- **Activity**: The records appear below. Report how many of their lines contain the word "grassy", giving the number alone.

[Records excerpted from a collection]
╭──

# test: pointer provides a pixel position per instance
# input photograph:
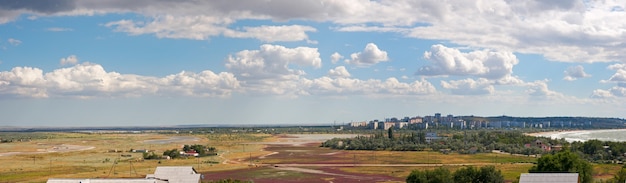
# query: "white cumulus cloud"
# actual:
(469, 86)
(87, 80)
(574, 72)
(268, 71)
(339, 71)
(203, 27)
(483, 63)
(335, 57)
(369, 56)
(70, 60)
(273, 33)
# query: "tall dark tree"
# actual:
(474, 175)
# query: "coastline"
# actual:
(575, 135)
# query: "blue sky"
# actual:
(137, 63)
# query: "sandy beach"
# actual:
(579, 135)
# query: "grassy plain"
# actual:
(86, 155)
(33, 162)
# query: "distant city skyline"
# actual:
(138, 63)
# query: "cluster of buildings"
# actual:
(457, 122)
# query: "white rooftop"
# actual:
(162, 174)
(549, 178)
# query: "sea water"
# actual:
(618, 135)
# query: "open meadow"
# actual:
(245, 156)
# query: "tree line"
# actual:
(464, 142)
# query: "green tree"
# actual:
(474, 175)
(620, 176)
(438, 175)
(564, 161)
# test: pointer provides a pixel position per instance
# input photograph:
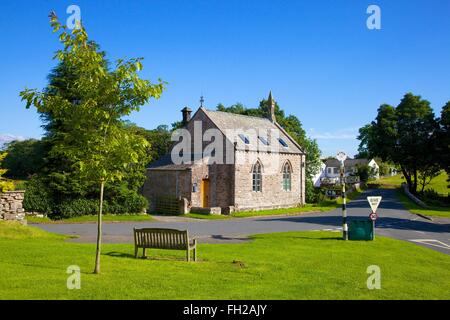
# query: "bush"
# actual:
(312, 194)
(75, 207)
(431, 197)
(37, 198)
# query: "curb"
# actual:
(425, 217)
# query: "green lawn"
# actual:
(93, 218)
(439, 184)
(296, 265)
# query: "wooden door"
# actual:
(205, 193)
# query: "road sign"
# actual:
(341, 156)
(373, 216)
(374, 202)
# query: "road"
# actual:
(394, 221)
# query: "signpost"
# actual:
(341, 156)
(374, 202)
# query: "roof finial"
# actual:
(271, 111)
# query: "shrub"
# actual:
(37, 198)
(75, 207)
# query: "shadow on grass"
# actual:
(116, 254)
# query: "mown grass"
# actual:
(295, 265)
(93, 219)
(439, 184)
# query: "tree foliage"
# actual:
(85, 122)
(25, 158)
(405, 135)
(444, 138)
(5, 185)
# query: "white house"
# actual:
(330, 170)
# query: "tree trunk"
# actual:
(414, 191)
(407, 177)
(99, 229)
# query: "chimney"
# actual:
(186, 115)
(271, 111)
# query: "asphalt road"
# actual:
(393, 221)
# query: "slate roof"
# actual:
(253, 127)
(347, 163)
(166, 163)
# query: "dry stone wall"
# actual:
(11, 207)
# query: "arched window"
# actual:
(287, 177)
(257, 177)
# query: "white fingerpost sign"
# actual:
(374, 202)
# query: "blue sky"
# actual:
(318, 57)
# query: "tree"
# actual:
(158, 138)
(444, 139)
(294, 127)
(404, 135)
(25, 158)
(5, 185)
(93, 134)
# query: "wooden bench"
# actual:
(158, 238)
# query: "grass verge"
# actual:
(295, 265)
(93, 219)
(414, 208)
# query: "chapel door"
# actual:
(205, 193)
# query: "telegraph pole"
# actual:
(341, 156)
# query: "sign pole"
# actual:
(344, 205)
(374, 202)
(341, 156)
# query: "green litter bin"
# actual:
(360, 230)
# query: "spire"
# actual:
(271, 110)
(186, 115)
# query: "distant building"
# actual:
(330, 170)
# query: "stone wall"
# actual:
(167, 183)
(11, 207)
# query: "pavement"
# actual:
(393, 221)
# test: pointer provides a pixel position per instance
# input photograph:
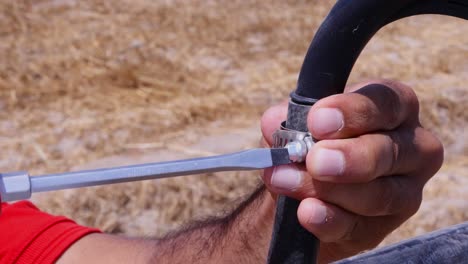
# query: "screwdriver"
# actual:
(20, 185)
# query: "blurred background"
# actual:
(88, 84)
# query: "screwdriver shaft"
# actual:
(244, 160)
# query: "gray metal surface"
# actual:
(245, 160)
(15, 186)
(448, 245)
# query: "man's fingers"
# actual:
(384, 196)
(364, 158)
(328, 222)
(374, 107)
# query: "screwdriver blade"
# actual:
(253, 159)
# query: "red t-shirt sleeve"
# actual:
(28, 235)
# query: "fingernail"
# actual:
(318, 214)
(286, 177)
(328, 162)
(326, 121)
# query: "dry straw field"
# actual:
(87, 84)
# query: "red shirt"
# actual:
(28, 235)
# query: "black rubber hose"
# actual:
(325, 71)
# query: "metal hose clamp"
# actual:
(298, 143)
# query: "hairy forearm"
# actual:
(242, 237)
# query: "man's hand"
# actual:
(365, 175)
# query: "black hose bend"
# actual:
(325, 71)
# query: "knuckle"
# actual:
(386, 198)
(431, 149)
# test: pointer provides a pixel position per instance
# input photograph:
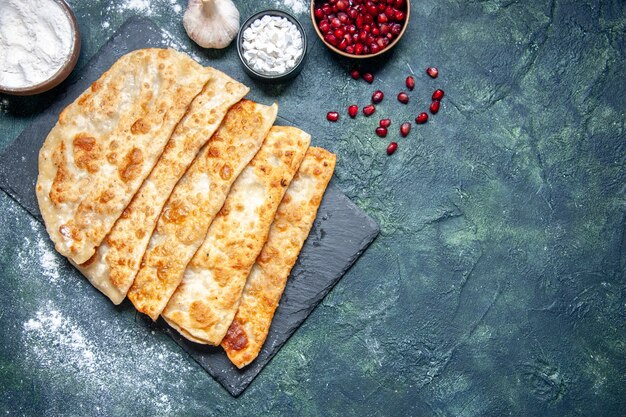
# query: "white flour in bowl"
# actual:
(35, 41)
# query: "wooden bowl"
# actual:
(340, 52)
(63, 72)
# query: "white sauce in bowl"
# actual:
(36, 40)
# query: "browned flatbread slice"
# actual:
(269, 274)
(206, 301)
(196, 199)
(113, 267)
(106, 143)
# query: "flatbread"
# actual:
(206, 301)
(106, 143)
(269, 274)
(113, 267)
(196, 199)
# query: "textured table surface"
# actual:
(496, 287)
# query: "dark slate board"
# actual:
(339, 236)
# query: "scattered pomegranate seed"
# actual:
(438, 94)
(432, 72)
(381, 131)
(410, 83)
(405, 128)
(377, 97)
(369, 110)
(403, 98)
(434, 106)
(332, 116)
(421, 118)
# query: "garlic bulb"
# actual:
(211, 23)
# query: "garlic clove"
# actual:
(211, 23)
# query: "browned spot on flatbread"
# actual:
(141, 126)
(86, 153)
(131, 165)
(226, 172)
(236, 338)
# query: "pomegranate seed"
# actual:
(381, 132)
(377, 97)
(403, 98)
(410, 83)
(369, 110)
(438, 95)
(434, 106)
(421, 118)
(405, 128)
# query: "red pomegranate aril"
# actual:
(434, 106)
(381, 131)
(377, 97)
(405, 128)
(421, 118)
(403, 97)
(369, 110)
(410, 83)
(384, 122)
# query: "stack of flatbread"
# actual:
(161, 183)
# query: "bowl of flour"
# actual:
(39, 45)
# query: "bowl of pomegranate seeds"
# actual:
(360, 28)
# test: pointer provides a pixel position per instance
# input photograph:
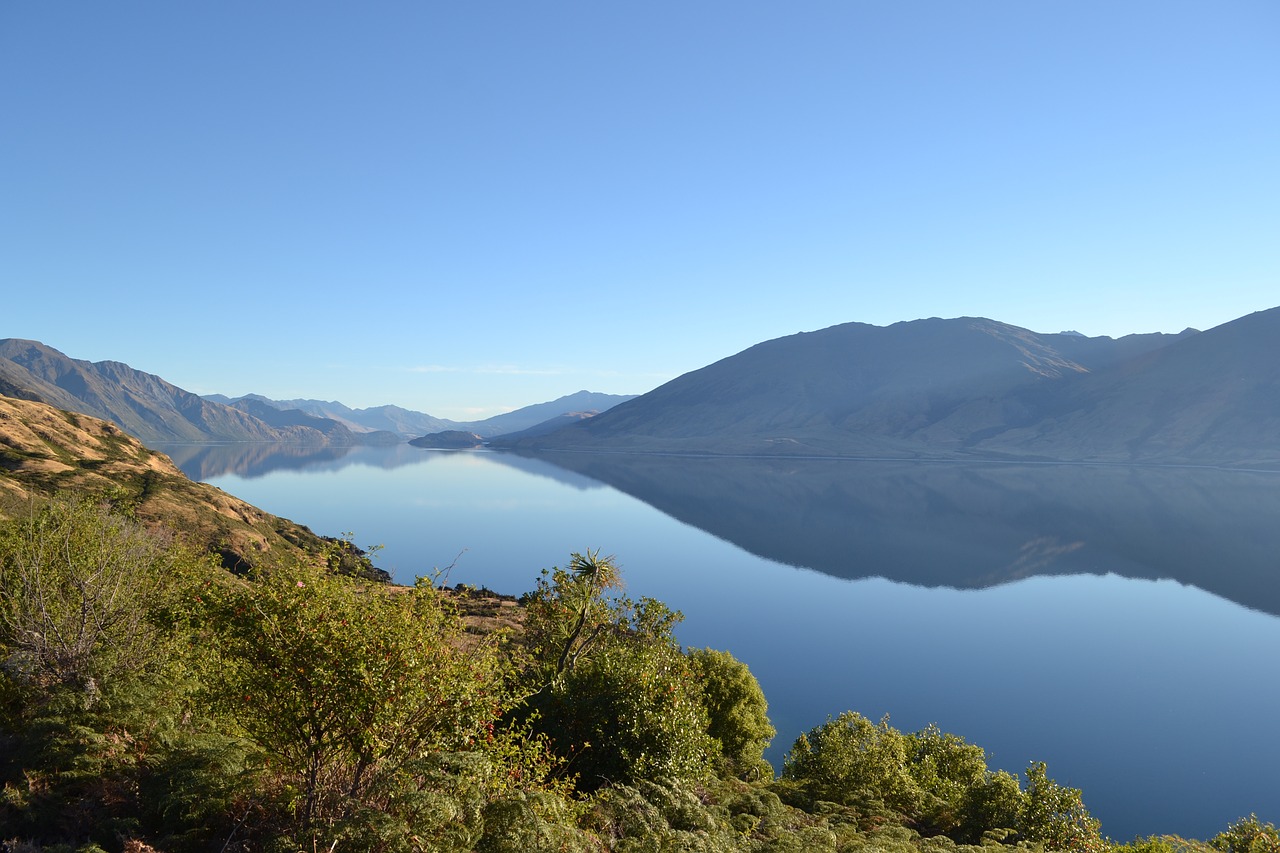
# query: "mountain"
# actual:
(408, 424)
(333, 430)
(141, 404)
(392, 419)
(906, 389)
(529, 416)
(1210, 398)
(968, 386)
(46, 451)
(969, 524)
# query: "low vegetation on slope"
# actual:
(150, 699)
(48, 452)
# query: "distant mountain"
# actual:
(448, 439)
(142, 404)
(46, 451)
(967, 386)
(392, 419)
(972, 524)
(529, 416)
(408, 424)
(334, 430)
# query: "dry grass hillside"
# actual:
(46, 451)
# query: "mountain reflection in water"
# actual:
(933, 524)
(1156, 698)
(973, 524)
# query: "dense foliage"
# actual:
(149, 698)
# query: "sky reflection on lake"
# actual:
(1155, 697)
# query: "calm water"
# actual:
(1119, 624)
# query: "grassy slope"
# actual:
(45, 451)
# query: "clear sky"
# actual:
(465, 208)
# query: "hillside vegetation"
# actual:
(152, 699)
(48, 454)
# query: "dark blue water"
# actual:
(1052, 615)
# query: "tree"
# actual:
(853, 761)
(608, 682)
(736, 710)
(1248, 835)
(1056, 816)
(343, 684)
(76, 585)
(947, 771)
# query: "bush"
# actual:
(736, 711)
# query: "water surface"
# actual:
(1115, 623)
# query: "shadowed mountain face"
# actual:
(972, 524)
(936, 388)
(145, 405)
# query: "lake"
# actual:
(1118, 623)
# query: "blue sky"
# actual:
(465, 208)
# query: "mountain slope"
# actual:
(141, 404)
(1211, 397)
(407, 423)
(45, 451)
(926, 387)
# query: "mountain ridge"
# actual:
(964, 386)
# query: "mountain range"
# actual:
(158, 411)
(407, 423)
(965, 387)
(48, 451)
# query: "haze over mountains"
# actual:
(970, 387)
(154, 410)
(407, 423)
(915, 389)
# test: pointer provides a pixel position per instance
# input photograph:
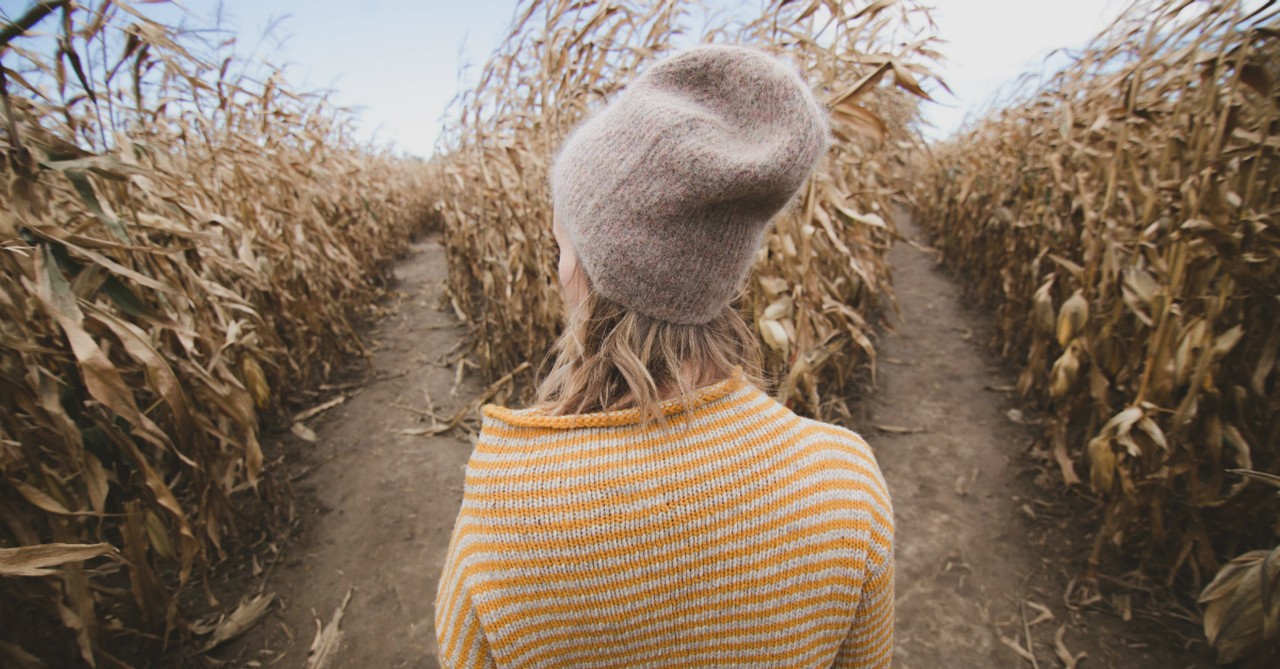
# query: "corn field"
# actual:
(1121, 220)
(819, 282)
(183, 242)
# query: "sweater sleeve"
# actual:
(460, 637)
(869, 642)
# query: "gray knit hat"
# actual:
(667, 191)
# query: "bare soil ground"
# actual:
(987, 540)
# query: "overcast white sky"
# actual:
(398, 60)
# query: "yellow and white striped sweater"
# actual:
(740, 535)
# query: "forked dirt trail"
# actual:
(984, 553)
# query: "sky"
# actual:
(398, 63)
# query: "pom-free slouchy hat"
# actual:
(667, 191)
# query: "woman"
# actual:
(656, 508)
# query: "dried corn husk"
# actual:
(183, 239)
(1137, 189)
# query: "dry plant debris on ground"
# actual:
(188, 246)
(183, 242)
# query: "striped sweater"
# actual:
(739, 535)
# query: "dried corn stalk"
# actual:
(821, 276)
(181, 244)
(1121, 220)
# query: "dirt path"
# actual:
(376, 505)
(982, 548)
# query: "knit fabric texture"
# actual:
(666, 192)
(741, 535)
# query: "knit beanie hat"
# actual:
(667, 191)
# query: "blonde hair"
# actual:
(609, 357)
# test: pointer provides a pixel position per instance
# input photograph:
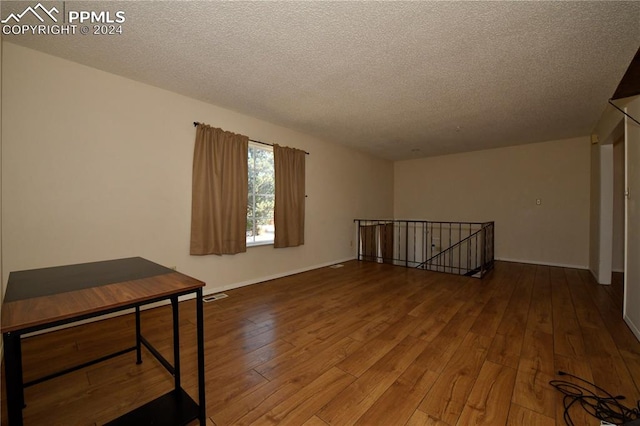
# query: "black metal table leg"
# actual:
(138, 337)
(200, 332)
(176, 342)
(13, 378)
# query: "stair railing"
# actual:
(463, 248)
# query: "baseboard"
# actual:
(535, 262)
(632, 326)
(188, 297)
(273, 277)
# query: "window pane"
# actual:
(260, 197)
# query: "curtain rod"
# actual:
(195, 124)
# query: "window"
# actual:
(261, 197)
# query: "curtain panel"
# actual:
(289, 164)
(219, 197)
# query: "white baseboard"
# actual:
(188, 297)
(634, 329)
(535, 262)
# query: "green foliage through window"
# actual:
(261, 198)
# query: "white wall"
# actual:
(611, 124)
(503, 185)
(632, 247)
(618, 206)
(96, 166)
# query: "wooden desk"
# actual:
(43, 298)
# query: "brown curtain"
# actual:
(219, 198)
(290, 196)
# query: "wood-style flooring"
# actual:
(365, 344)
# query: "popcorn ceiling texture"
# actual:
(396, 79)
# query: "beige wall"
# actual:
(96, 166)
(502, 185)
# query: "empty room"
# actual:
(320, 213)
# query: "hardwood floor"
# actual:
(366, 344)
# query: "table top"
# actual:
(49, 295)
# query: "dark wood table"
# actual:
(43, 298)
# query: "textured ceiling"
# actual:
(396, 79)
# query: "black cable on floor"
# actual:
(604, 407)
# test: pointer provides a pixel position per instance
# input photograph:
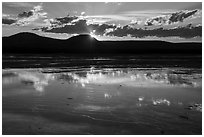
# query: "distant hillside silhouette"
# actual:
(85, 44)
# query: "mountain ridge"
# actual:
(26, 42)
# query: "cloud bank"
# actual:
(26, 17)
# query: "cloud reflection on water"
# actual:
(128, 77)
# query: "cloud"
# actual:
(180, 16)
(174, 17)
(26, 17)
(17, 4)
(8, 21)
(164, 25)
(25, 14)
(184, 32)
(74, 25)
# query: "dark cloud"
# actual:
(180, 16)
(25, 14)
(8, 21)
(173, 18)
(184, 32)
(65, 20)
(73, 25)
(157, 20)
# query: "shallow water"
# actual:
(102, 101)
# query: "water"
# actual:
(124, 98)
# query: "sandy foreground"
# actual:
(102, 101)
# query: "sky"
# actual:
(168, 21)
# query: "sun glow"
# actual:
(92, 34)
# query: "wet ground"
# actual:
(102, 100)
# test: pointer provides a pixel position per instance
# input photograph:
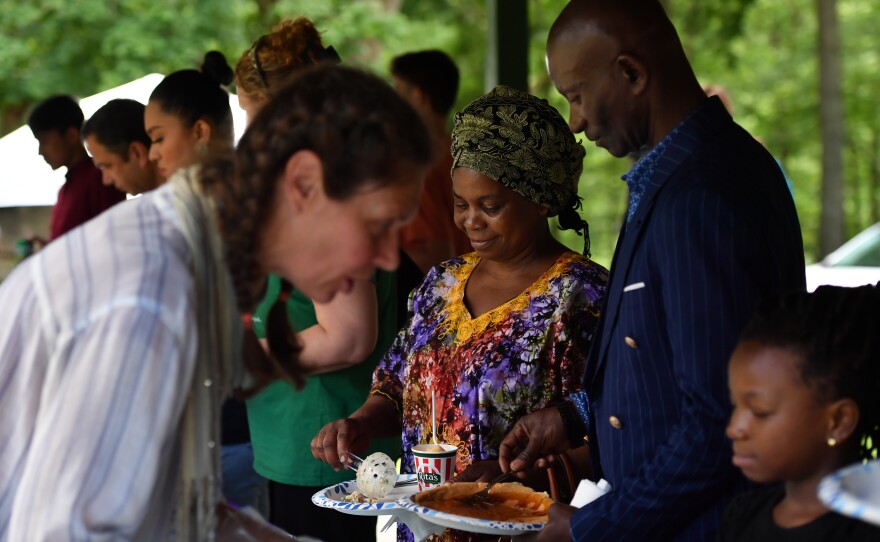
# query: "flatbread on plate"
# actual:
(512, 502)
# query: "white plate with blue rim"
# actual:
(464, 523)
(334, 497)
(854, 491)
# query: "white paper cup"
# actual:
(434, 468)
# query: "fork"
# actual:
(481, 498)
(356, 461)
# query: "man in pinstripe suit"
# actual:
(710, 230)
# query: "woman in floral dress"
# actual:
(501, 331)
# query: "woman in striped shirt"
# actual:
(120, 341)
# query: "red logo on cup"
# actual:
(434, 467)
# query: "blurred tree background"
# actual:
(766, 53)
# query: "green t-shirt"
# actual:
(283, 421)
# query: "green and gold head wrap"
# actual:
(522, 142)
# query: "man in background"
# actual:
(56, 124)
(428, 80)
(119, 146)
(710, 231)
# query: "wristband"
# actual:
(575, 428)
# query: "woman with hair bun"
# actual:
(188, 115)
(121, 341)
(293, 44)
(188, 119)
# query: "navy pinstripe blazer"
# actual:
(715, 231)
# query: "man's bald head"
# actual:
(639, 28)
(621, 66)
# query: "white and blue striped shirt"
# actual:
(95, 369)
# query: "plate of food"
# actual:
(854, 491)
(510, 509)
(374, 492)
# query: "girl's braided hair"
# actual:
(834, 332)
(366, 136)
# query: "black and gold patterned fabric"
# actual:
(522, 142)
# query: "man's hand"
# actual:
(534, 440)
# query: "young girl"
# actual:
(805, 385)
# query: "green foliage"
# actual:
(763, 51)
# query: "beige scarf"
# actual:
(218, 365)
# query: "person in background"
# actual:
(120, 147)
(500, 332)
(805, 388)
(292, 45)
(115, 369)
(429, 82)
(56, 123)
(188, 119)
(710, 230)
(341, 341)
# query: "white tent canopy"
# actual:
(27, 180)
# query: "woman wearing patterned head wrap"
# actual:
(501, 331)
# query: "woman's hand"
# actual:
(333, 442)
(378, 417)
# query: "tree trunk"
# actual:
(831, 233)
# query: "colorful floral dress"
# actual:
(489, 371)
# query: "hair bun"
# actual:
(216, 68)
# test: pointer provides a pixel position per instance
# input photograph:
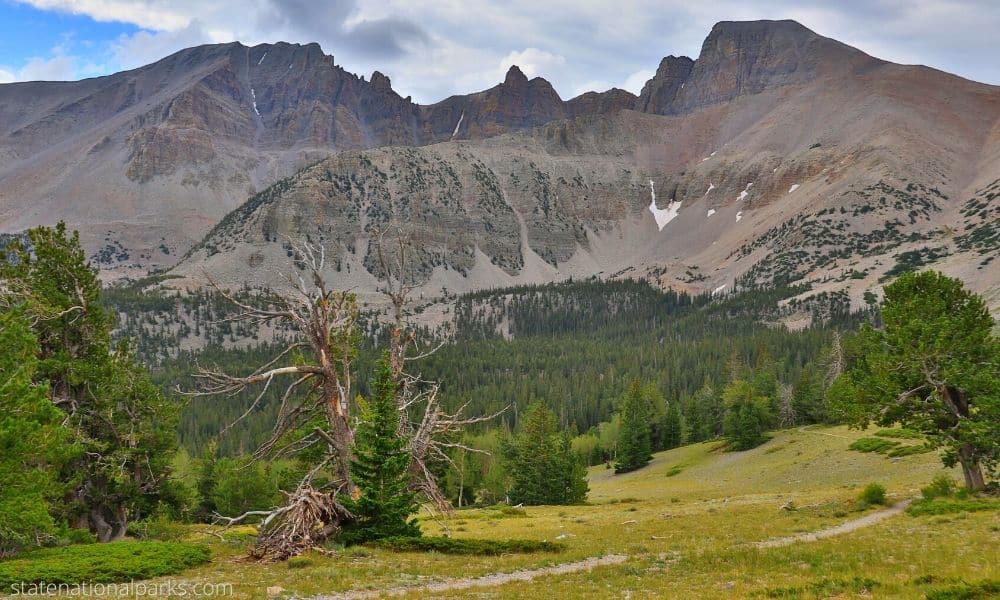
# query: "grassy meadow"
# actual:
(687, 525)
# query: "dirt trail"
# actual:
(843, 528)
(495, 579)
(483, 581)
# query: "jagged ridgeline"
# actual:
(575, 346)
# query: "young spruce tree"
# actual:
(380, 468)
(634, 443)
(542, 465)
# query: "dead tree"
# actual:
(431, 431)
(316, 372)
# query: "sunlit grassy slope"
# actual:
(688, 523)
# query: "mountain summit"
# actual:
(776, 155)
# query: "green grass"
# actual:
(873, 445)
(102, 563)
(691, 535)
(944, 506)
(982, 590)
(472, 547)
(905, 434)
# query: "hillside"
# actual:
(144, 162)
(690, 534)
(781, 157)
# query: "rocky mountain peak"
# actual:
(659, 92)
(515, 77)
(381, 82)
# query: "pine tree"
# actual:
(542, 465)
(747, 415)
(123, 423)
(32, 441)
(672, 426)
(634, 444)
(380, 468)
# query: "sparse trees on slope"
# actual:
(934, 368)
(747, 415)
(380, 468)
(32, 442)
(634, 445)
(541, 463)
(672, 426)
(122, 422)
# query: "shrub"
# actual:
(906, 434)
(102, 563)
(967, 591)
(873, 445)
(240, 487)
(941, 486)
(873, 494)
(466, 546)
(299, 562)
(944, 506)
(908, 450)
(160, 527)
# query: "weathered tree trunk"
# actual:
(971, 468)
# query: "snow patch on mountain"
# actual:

╰──

- **Reply to the exercise**: 4